◆ Passage shown ◆
Palestinian sources reported on Tuesday that detainee Jamal al Saraheen, 37, died due to severe sickness in his lungs as prison administration failed to provide him with the neccessary medial care and attention.Al Saraheen, who was married and had a young daughter, was confined to administrative detention for six months without charges or trial.

Prison administration only moved him to the prison hospital on Tuesday morning after he suffered a sharp deterioration in his health condition; he died shortly after he was admitted to the prison hospital.


The administration informed his inmates of his death on Tuesday afternoon, and the detainees decided to protest against the prison administration for not providing Al Saraheen with the urgent medical care he needed.


The detainees also declared a three-day mourning period, and decided to hold protests in every branch at the detention facility.


Meanwhile, the Mandela Institution held the Israeli Prison Authorities responsible for the death of Al Saraheen.


The institution released a statement saying that Al Saraheen suffered a sharp deterioration in his health condition last week, but the administration refrained from moving him to the hospital for medical treatment.


Mandela issued a press release appealing human rights organizations and the international community to probe the Israeli violations against the detainees. These violations constitute a direct breach to the international law and the Fourth Geneva conventions.

◆ Questions to answer ◆
1: Decide whether each statement agrees with the report on Al Saraheen's death. Answer yes or no for each, and quote the words of the report that settle it.
(a) Al Saraheen was held for six months without charges or trial.
(b) The detainees declared a week of mourning.
(c) The Mandela Institution blamed the Israeli Prison Authorities for his death.
2: Write the next part of the report on Al Saraheen's death, picking up after its last sentence.

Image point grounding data
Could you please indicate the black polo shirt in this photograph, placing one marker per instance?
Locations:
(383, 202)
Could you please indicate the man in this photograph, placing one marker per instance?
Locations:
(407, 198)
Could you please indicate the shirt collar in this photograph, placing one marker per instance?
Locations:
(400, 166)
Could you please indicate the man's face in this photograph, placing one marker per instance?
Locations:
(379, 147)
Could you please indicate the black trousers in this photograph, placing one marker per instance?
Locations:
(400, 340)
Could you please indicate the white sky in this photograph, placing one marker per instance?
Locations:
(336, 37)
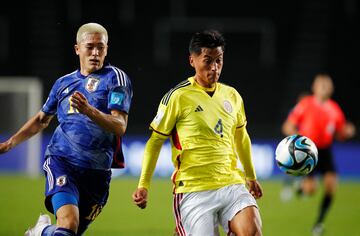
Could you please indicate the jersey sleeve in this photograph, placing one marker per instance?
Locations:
(120, 94)
(241, 117)
(167, 115)
(339, 117)
(50, 105)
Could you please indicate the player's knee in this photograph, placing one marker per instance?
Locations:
(68, 221)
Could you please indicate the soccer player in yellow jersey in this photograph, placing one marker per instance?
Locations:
(206, 123)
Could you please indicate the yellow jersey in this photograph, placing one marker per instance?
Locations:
(202, 130)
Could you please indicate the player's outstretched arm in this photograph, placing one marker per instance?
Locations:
(33, 126)
(140, 197)
(115, 123)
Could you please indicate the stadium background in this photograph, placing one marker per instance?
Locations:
(273, 51)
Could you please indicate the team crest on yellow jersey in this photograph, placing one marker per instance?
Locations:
(227, 106)
(92, 84)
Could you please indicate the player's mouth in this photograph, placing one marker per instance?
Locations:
(94, 61)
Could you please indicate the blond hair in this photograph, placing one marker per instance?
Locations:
(90, 28)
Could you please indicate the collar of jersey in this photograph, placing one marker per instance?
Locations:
(201, 87)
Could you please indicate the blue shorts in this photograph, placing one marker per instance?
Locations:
(90, 187)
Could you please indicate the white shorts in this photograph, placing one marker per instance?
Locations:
(200, 213)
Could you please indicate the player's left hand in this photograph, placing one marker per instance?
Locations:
(140, 197)
(255, 188)
(80, 103)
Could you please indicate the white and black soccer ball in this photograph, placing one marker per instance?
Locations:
(296, 155)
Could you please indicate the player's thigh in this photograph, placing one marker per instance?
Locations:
(94, 192)
(238, 204)
(195, 213)
(247, 222)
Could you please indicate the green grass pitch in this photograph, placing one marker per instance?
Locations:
(21, 202)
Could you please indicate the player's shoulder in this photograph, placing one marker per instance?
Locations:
(68, 77)
(229, 89)
(176, 91)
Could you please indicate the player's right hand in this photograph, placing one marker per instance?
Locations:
(5, 147)
(140, 197)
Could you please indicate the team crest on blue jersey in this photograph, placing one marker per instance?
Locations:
(92, 84)
(116, 98)
(61, 180)
(227, 106)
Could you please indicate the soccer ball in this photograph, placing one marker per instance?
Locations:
(296, 155)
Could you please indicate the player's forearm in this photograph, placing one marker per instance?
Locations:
(112, 123)
(243, 149)
(33, 126)
(151, 155)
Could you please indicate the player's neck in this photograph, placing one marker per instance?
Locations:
(210, 88)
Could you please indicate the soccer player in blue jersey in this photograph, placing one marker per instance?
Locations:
(92, 105)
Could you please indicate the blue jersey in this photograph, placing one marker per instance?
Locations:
(78, 139)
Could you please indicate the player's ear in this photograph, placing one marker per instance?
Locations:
(76, 47)
(191, 61)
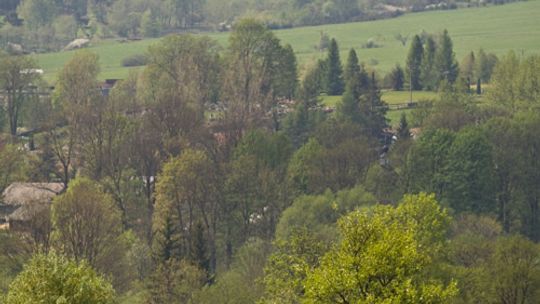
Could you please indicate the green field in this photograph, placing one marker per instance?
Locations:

◆ Answers for this exercise ◆
1:
(a) Yes: "was confined to administrative detention for six months without charges or trial"
(b) No: "The detainees also declared a three-day mourning period"
(c) Yes: "the Mandela Institution held the Israeli Prison Authorities responsible for the death of Al Saraheen"

2:
It is important to note that Al Saraheen was first taken prisoner in 1998 and was released in 2004. On May 18 2006, he was taken prisoner again and was moved to administrative detention for six months. After the six months were over, the prison authorities extended his detention period for an additional six months.


Detainees imprisoned under administrative detention are imprisoned without even knowing the charges against them.


Under the Israeli law, Administrative Detention is a procedure under which a person, deemed by the law enforcement authorities to be “a threat to the public”, is placed in temporary detention without trial.

Its legal basis is a 1945 Emergency Decree of the British Mandate, as amended by the 1979 Law on Authority in States of Emergency. It is often applied in cases where the available evidence consists of information obtained by the security services (particularly the Shin Bet), and where a trial would reveal sensitive security information.


But since the so-called evidence cannot be revealed even to the lawyer, Israel is using administrative detention to keep hundreds of detainees imprisoned without declaring charges, and gives itself the right to renew the detention period without any legal proceedings.